### INFORMATION SHOWN

+ + + + +

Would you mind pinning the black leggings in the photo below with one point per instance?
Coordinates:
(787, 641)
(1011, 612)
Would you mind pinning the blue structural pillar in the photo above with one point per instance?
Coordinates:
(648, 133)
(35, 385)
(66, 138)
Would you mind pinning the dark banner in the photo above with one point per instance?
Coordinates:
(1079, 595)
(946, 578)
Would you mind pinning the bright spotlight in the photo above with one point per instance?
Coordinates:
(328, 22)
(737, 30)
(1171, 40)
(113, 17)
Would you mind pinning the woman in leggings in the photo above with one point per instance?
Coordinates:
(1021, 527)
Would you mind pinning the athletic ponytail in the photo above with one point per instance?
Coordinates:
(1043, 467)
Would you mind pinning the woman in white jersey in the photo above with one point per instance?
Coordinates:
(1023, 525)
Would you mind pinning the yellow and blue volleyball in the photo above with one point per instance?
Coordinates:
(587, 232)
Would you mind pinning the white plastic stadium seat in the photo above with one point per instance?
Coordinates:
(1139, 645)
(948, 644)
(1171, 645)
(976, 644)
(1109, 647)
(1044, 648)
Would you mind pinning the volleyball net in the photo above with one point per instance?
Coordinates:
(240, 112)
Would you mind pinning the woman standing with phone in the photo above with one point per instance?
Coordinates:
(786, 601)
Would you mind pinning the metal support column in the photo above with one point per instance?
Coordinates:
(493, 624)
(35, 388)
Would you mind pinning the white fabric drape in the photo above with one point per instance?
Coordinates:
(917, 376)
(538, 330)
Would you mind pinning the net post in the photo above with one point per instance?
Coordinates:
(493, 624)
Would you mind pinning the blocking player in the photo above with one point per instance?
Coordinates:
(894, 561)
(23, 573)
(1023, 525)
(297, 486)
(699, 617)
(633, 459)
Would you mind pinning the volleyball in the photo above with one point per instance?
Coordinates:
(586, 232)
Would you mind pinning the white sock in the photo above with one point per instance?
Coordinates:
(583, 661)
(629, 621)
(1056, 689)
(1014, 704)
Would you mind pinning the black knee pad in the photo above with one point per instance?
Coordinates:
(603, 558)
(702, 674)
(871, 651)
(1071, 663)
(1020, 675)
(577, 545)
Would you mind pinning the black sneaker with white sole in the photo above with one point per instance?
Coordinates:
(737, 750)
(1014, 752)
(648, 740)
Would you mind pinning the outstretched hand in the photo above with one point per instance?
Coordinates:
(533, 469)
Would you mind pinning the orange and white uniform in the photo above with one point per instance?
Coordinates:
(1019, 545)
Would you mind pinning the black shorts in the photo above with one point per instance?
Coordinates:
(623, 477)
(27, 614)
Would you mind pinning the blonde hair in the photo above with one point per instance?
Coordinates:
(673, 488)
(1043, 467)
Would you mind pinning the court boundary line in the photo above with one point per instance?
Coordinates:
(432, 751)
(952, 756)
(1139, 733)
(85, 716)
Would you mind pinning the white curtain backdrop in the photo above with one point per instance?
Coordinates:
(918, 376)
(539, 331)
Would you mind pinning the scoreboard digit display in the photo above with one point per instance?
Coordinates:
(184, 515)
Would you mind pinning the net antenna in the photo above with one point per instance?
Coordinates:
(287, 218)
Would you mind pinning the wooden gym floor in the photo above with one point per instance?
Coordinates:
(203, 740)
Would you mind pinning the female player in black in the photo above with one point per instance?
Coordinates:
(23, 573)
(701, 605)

+ + + + +

### REQUIREMENT
Copy all of the records above word for word, line by line, with no changes.

### OUTPUT FOR THIS TASK
Would you mind pinning the black leggings in the photo below with one point per instance?
Coordinates:
(787, 641)
(1011, 612)
Would you mind pinning the blue structural pillar in the photo above with one point per instance?
Coordinates:
(648, 133)
(35, 385)
(66, 138)
Would you mind pinning the dark banner in the photo above with one point per instance?
Coordinates:
(1079, 595)
(946, 578)
Would you mind pinning the bright spotlight in the photo above with one point per instance?
Coordinates:
(328, 22)
(737, 30)
(1171, 40)
(113, 17)
Would you mind pinning the woman in leggings in the photo above with one point per instance?
Coordinates:
(1021, 527)
Would you mind pinning the athletic ponytail in the photo above with one point per instance?
Coordinates:
(1043, 467)
Would you mind pinning the woman in white jersey in the photo above with one point per instance?
Coordinates:
(1023, 525)
Would you mind pinning the yellow and blue volleyball in the photo above with one point per instance?
Coordinates:
(587, 232)
Would you mind pinning the white plastic stadium seat in the photo above with one point per instance?
Coordinates:
(1139, 645)
(948, 644)
(1171, 645)
(976, 644)
(1109, 647)
(1044, 648)
Would you mind pinning the volleyball net in the photo above with one point per instance?
Coordinates:
(240, 112)
Would you mind pinning the woman standing with phone in the photo above with one point per instance?
Coordinates:
(786, 601)
Would you mind pinning the metal support column in the photo above with one point per instance?
Coordinates:
(493, 624)
(35, 388)
Would you mind pinning the white fabric drape in the photo above with one point per instance?
Coordinates:
(917, 376)
(538, 330)
Would you mind pinning the net post in the photo above with one point per instance?
Coordinates:
(493, 624)
Would you mind pinning the blocking player in the photo above with one point per instance?
Coordinates:
(894, 561)
(23, 573)
(1023, 525)
(297, 486)
(699, 617)
(633, 459)
Would you mind pinning the volleyball in the photo above with one point per instance?
Coordinates:
(586, 232)
Would you mind pinning the white sock in the photo above with one point per instance?
Coordinates:
(583, 661)
(629, 621)
(1056, 689)
(1014, 704)
Would you mind pinning the black knee pad in the photo above with one point per instance?
Coordinates:
(603, 558)
(702, 674)
(871, 651)
(1071, 663)
(1020, 675)
(577, 545)
Would you mind pinning the black sneaker with white sole in the photo above with one point per instance?
Coordinates:
(737, 750)
(1014, 752)
(648, 740)
Would you mind pinning the outstretched hand in the photo above with one point per instance?
Coordinates:
(533, 469)
Would you mind pinning the orange and white uniform in the photo above with one point per instance?
Coordinates:
(1019, 545)
Would you mind pinning the black shorts in the photo above with one point per instance?
Coordinates:
(623, 477)
(27, 614)
Would you mind pinning the blonde hair in the photo above with one point per instance?
Coordinates:
(673, 488)
(1043, 467)
Would you mind pinning the court boundary line in the photo above with one point per instance?
Coordinates:
(432, 751)
(952, 756)
(1139, 733)
(85, 716)
Would you mind pinning the white curtain backdrop in the photo above with one point per instance?
Coordinates:
(918, 376)
(539, 331)
Would you mind pinning the scoreboard digit display in the photo above with one point per instance?
Coordinates:
(184, 515)
Would you mind pinning the net antenna in the photo above with one point per instance?
Coordinates:
(287, 218)
Would you mind pinning the wooden gym floor in the photo above with one point per instance?
Coordinates:
(203, 740)
Would you mind pinning the female player in black in the photo above with one point per instance?
Coordinates:
(23, 573)
(701, 605)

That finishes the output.